> [Records supplied]:
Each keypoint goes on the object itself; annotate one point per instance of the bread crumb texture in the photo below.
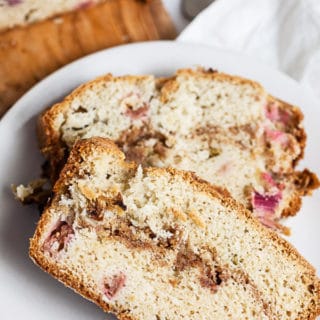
(226, 129)
(158, 243)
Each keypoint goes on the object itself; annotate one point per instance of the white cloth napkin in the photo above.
(284, 34)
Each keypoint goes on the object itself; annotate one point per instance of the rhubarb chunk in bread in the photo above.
(159, 243)
(226, 129)
(22, 12)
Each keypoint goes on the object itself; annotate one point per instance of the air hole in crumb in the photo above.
(311, 288)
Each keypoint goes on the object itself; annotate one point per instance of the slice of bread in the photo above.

> [Request]: Return the lines above word for word, leaving out the picture.

> [Solution]:
Each keypoint goes on the object itself; annotate one point per instance of the bread crumb texture in the photo below.
(226, 129)
(158, 243)
Each keypoint goes on the object itself; annotate one point per instance of the white cloth napkin in the photo above.
(284, 34)
Each keypoint goes on the object itself; annotate one point per instance of the rhubarb chunk in bread in the photo above.
(159, 243)
(226, 129)
(22, 12)
Each keypoint goes on the object itself; annotate one point per instance of the air hole in crumb in the photo above.
(311, 288)
Each keypoint goes on the object itself; annotate one point per instance of the slice of bread in the photo above.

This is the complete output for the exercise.